Aim:
Reproduce the data below verbatim, leaving out the pictures.
** Start of Material provided **
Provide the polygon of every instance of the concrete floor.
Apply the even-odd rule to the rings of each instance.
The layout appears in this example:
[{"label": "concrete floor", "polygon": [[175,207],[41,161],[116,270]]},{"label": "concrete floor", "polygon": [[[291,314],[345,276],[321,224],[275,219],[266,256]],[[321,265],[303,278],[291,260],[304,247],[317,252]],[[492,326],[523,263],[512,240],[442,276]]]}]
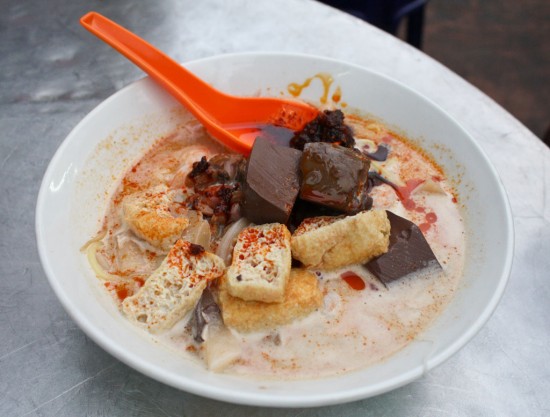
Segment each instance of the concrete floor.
** End of Material provided **
Task response:
Provide the polygon of every instance of the concrete floor.
Apply the even-odd rule to the rings of each instance.
The layout appears in this example:
[{"label": "concrete floor", "polygon": [[175,207],[41,161],[116,270]]},{"label": "concrete floor", "polygon": [[[291,314],[345,276],[321,224],[275,219],[266,256]],[[321,265],[303,278],[291,260],[304,247],[317,252]],[[492,326],[523,263],[512,240],[442,276]]]}]
Segment each instance of the concrete floor.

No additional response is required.